[Records from a data collection]
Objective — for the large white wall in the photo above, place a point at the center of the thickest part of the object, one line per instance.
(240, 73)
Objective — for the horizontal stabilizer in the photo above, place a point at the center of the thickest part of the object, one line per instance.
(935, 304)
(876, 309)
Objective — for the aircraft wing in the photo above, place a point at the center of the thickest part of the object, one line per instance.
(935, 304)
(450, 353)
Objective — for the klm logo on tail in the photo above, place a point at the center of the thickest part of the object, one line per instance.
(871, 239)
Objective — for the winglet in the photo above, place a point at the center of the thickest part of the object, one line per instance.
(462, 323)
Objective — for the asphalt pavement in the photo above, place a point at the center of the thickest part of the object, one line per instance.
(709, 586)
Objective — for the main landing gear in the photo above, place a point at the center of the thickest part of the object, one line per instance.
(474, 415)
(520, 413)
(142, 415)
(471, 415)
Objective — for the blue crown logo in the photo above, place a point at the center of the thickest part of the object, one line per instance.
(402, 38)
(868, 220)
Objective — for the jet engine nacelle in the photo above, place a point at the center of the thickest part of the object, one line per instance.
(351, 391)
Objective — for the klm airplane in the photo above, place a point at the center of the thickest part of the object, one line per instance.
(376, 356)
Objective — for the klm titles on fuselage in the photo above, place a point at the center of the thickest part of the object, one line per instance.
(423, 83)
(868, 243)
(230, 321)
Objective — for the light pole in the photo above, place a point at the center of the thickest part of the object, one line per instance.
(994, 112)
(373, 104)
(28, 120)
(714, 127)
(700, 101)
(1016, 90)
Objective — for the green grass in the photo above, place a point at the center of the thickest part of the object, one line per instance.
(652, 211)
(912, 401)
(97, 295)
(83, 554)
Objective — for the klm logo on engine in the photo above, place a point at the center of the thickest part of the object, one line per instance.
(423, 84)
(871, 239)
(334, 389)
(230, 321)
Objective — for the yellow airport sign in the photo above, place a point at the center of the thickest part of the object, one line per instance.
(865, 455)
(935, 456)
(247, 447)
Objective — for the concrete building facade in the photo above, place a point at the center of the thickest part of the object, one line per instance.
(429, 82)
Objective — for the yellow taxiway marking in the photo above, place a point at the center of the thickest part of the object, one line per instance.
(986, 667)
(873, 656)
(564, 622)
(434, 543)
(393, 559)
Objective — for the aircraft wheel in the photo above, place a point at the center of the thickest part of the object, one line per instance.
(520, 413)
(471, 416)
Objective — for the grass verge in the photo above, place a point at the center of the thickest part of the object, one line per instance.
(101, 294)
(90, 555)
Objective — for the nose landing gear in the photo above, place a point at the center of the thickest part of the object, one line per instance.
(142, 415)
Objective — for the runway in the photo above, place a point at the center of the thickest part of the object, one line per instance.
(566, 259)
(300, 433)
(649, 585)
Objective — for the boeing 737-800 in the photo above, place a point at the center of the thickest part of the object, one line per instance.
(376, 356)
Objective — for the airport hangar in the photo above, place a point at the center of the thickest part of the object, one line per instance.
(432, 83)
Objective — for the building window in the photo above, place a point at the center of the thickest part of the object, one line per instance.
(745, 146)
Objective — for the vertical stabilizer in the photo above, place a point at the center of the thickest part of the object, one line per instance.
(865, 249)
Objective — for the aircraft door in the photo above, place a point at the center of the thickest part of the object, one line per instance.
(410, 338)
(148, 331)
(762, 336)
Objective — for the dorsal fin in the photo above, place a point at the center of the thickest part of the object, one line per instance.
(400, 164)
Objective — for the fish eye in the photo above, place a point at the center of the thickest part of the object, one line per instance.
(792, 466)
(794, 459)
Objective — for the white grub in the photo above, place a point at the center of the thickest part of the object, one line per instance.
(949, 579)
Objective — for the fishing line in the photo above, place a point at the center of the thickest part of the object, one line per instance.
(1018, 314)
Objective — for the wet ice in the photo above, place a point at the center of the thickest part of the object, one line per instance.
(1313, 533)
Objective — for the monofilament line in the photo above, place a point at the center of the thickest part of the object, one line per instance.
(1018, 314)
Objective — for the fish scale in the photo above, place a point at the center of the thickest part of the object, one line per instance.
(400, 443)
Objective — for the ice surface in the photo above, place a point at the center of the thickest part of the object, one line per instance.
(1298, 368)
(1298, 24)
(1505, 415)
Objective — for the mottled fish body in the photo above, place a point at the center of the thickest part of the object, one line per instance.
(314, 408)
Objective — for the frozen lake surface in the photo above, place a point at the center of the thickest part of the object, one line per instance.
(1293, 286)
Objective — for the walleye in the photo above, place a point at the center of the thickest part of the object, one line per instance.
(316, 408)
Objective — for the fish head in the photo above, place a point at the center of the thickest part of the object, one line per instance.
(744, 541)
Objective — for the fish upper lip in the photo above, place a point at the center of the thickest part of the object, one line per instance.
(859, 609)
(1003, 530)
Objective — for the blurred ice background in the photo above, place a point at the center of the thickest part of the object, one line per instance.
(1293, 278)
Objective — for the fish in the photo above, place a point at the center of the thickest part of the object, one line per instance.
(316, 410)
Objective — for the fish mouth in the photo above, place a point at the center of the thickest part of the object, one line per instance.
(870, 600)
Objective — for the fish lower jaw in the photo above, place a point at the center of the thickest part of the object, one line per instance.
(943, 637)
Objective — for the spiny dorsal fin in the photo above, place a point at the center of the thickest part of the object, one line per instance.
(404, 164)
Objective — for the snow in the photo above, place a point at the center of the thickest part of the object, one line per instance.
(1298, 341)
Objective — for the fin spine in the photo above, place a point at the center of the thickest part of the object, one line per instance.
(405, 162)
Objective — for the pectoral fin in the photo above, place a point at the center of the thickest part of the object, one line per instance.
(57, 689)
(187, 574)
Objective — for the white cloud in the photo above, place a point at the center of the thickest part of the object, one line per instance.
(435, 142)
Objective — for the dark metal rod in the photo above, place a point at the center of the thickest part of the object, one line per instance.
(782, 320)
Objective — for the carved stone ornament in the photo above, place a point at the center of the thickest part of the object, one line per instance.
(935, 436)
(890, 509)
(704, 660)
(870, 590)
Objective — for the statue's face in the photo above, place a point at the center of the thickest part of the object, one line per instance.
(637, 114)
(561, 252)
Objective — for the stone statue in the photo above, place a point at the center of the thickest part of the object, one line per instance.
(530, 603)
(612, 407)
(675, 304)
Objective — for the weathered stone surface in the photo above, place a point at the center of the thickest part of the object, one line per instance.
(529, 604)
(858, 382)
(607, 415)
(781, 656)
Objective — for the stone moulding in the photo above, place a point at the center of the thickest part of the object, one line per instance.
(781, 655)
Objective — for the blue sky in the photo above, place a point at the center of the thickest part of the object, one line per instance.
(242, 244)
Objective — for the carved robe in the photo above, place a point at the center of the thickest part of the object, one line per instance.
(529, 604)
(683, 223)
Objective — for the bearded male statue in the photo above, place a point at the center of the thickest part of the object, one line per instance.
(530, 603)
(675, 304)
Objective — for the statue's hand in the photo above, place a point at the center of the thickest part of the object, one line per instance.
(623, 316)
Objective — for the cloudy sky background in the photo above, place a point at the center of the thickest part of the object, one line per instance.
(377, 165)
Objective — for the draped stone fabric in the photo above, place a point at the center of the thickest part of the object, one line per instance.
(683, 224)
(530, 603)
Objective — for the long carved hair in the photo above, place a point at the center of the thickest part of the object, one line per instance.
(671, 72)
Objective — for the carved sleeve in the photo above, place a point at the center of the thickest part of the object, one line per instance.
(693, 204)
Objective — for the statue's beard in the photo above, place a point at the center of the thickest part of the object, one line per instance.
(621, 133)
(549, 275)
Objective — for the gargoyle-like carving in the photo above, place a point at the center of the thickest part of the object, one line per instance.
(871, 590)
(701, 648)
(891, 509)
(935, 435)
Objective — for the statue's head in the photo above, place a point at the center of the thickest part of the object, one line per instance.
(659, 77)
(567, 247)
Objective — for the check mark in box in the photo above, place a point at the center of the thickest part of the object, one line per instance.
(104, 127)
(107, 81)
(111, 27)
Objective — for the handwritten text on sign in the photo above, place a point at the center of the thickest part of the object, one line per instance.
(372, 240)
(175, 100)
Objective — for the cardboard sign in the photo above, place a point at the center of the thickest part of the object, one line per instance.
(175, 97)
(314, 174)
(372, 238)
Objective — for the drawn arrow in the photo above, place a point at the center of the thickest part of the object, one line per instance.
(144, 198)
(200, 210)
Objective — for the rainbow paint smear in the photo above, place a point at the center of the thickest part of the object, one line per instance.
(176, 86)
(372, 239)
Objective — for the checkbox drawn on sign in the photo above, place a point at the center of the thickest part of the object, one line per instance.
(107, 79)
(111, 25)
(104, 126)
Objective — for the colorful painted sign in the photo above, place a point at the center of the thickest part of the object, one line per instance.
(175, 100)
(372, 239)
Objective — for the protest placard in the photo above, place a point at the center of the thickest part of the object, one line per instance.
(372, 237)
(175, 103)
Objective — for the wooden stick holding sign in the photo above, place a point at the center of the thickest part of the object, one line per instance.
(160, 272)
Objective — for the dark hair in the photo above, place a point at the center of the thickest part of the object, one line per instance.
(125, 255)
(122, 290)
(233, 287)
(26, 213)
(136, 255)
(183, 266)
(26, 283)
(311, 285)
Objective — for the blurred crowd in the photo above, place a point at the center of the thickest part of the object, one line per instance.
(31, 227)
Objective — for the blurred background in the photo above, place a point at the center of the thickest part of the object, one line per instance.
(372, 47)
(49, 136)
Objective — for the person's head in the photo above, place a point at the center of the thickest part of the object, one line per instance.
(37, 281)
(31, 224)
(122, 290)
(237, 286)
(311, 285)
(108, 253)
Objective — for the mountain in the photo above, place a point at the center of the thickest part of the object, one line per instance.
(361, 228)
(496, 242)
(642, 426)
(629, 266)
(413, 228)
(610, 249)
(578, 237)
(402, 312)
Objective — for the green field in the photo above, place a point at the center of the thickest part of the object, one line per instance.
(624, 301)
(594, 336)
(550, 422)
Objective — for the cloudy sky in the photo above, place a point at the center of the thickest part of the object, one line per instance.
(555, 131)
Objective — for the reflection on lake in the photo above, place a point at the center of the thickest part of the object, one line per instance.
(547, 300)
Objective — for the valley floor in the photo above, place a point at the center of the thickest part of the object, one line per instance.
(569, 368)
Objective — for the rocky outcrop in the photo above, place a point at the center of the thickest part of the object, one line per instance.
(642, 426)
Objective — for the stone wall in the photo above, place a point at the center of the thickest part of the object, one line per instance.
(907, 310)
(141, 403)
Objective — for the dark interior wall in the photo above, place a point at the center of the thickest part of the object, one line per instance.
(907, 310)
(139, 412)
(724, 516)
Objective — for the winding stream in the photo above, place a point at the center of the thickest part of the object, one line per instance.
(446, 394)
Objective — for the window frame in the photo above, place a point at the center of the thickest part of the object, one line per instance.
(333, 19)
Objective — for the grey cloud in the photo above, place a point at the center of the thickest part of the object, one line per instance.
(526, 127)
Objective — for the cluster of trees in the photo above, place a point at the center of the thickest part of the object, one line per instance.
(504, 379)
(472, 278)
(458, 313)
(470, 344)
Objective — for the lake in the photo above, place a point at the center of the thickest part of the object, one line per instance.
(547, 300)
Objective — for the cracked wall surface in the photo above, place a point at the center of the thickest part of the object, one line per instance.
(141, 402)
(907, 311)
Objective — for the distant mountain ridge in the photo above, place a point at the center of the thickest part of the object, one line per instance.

● What is being asked: Exactly and only the lines from the line containing "Objective — for the grey" through the final line of the records above must be returned.

● Exercise response:
Objective — for the grey cloud in the photo above, place a point at the center of the thickest part of the object, one line per instance.
(526, 127)
Objective — for the cluster of trees in the photo above, place a point at the center of the thickest part of the object, one line per instance.
(504, 379)
(472, 278)
(458, 313)
(470, 344)
Objective — for the lake in the photo above, place a point at the center of the thickest part of the object, one line per instance.
(547, 300)
Objective — for the cracked wall surface in the photo above, place a point at the center of the thickest part of the object, one line per instance.
(141, 402)
(907, 311)
Objective — for the distant mountain ridge in the photo above, place a point at the center of the thickest part of the object, one line per instance.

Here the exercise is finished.